Written exercise:
Edit the entries below so that "Annotate" is replaced with "Mark" everywhere and nothing else changes. Leave the images out of your response.

(Stored data)
-=-=-
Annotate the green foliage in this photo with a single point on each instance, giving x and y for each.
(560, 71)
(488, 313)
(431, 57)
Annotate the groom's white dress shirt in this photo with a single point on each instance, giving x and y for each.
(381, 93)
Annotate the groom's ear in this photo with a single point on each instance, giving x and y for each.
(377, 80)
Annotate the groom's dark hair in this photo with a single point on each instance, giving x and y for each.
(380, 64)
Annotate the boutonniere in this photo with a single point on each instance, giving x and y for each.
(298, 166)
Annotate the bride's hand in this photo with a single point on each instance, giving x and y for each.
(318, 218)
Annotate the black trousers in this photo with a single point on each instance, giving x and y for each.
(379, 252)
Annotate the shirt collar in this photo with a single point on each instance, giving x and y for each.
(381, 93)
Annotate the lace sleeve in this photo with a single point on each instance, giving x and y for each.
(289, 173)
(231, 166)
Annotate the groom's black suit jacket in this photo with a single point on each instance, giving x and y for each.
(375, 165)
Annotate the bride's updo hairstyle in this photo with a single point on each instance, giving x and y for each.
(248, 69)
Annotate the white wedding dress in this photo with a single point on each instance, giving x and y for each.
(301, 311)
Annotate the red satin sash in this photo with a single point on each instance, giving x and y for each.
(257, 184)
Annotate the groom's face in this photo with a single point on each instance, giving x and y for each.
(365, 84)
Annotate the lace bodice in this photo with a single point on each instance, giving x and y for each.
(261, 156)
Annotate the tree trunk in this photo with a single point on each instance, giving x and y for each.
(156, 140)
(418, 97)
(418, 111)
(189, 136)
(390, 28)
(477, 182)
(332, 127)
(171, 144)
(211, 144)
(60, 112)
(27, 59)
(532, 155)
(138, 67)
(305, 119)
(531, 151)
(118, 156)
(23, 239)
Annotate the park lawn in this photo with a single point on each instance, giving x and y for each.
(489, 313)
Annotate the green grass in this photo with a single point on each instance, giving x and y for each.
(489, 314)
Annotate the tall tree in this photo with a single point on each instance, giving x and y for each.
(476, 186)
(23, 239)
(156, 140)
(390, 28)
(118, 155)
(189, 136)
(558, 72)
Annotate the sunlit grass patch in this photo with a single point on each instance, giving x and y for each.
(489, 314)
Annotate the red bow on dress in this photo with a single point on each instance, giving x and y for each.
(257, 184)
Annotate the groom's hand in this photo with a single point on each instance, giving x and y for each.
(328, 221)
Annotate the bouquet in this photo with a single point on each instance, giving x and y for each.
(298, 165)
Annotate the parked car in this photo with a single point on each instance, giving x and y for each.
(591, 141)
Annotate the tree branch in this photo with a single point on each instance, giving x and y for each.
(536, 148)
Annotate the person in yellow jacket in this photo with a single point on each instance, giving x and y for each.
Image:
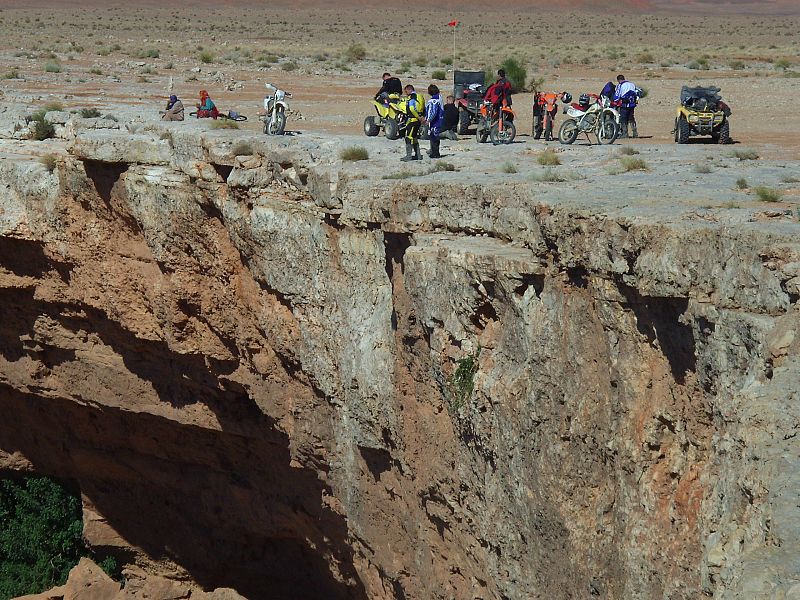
(415, 106)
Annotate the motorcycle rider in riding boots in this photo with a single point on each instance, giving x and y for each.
(434, 117)
(627, 95)
(414, 106)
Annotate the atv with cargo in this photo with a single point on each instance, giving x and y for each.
(702, 112)
(468, 90)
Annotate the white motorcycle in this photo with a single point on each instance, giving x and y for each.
(590, 117)
(275, 108)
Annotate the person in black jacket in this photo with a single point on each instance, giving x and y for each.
(450, 124)
(391, 85)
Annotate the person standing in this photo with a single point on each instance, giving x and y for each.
(627, 96)
(451, 118)
(415, 104)
(434, 117)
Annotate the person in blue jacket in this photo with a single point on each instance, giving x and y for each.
(434, 117)
(626, 96)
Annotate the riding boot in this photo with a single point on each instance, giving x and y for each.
(408, 156)
(435, 148)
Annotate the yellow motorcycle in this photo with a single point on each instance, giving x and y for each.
(392, 118)
(391, 109)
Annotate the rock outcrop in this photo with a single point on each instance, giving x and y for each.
(270, 373)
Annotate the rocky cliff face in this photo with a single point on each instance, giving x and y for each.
(270, 373)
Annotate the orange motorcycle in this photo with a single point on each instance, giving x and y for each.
(496, 123)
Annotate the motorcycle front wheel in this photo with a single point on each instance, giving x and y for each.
(568, 132)
(506, 136)
(608, 131)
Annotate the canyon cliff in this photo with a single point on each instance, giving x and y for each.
(270, 371)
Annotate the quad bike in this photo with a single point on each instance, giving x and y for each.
(392, 118)
(702, 112)
(275, 109)
(545, 108)
(591, 114)
(468, 90)
(496, 124)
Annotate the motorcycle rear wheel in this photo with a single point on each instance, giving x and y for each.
(608, 131)
(568, 132)
(506, 136)
(276, 126)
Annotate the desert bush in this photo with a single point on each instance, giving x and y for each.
(355, 52)
(744, 154)
(224, 124)
(549, 175)
(633, 164)
(548, 158)
(242, 149)
(49, 162)
(766, 194)
(40, 535)
(354, 153)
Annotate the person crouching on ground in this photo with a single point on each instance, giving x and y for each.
(206, 109)
(627, 95)
(434, 116)
(450, 121)
(414, 107)
(174, 111)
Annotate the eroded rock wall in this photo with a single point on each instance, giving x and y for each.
(246, 362)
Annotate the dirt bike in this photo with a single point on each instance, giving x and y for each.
(495, 124)
(275, 109)
(392, 118)
(596, 116)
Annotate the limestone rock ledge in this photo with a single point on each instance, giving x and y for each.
(243, 351)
-=-=-
Result of the exercise:
Mark the green foliage in this photo with a single point on each instance, giving x and y for each.
(560, 71)
(488, 313)
(431, 57)
Mark the groom's white dress shirt in this photo with a single point on each instance, giving x and y for each.
(381, 93)
Mark the groom's ear in this photo with a single point on each instance, giving x and y for each.
(377, 80)
Mark the groom's dark hair in this photo with a single point on each instance, giving x and y for each.
(380, 64)
Mark the boutonniere in this photo with a single point on each instance, giving x and y for each.
(298, 166)
Mark the bride's hand in this photo with a single point on each instance, giving x and y for each.
(318, 218)
Mark the black trousers in this photo with a single point on each instance, giving x and y for each.
(379, 252)
Mark the shirt collar in this photo with a single point on each instance, giving x and y for each.
(381, 93)
Mark the lace sleeve in this photo with a single point on each instance, giving x and y for each.
(289, 173)
(231, 166)
Mark the groom's black suit jacket in this photo with a single point on each instance, giving x and y for each.
(375, 165)
Mark the bride's updo hairstyle in this photo with a single point on each instance, giving x and y for each.
(248, 69)
Mark the white wedding dress in this photo with a single point on each instance, giving x and y for each.
(301, 311)
Mark the red satin sash in this photo with a single point on each instance, giving x and y for each.
(257, 184)
Mark the groom's face in this photo with a single point on each instance, giving x and y for each.
(365, 84)
Mark the lace bodice in this photo with a single point on each instance, giving x and y for each.
(261, 156)
Mark the tree trunk in this photo with a single point on each instance, giving x and y for each.
(156, 140)
(418, 97)
(418, 111)
(189, 136)
(390, 28)
(477, 182)
(332, 127)
(171, 144)
(211, 144)
(60, 112)
(27, 59)
(532, 155)
(138, 67)
(305, 119)
(531, 151)
(118, 156)
(23, 239)
Mark the park lawn in this photo with a single point on each instance, giving x and y for each.
(489, 313)
Mark the green grass in this photo with a single point on each instance, giving x and y for each.
(489, 314)
Mark the tall tree in this photo with a single point on each instance, giving x and y for each.
(476, 186)
(23, 239)
(156, 140)
(390, 28)
(118, 155)
(189, 136)
(558, 72)
Mark the sunlit grass patch in this photo with a single point on each instance, giving x and y for each.
(489, 314)
Mark the red bow on dress in this photo with a single point on each instance, giving x and y for each.
(257, 184)
Mark the groom's hand in this photo with a single point on each instance, giving x and y for each.
(328, 221)
Mark the bouquet in this photo with a single point on each instance, giving x and y for each.
(298, 165)
Mark the parked car in this photo with a single point on each instance, giving x and y for each.
(591, 141)
Mark the tree branch in this photo with a single point on each instance, giving x and y for each.
(536, 148)
Mark the person in yellow jacket in this photo with a single point on each instance, giving x and y for each.
Image:
(415, 106)
Mark the motorcycle rider in riding boots in this photo with a single point on each instance, giving x and y for each.
(434, 117)
(627, 95)
(414, 106)
Mark the atv with cargo in this photo with a single point on each instance, giving x and y for each.
(702, 112)
(468, 90)
Mark the white motorcycle in this photo with a single point on each instance, giving x and y for each.
(590, 117)
(275, 108)
Mark the person in black jacket in this photo with a single point on each instance, giving x and y for each.
(450, 124)
(391, 85)
Mark the person standing in this photo with a single point on each instance, giving x and y for each.
(627, 96)
(451, 118)
(415, 104)
(434, 117)
Mark the person in blue jacket in this photo with a single point on each instance, giving x and y for each.
(434, 117)
(626, 96)
Mark the riding boot in this photo with a single point on each instance, giving x and y for each.
(408, 156)
(435, 148)
Mark the yellow motorcycle in this photo with a single point on each instance, giving x and y for each.
(392, 118)
(391, 109)
Mark the rock outcrop in this photo with a single point on each instance, giving x and y for each.
(270, 373)
Mark the rocky cliff face in this photo with a single point on each instance, giving x and y for each.
(270, 373)
Mark the orange motorcycle in this photo with a single point on each instance, giving x and y for each.
(496, 123)
Mark the motorcycle front wheel in this photo with a single point on each instance, giving x and y for each.
(568, 132)
(506, 136)
(608, 131)
Mark the canyon cliff in this photo with a single point on each instance, giving x and y for each.
(270, 371)
Mark the quad bike in this photo with a single point on each instance, giving x and y for each.
(392, 118)
(702, 112)
(275, 109)
(545, 108)
(591, 114)
(468, 90)
(496, 124)
Mark the motorcycle rear wheel in this photo with a single point on each instance, giving x and y for each.
(608, 131)
(568, 132)
(506, 136)
(276, 126)
Mark the desert bush in this photo with a single point on each instance, giving x and y for each.
(355, 52)
(744, 154)
(224, 124)
(549, 175)
(633, 164)
(548, 158)
(242, 149)
(49, 162)
(766, 194)
(40, 535)
(354, 153)
Mark the person crouching on ground in this photo with a single point on each instance, giving x and y for each.
(206, 109)
(627, 95)
(434, 116)
(450, 121)
(414, 107)
(174, 111)
Mark the eroded rock wall in this photo with a single point on each instance, giving x and y for each.
(246, 362)
Mark the dirt bike in this photo with a single point on each instance, giving x and y for each.
(495, 124)
(275, 109)
(392, 118)
(596, 116)
Mark the limestone rock ledge in this photo with a single point on each instance, giving x and y for each.
(243, 351)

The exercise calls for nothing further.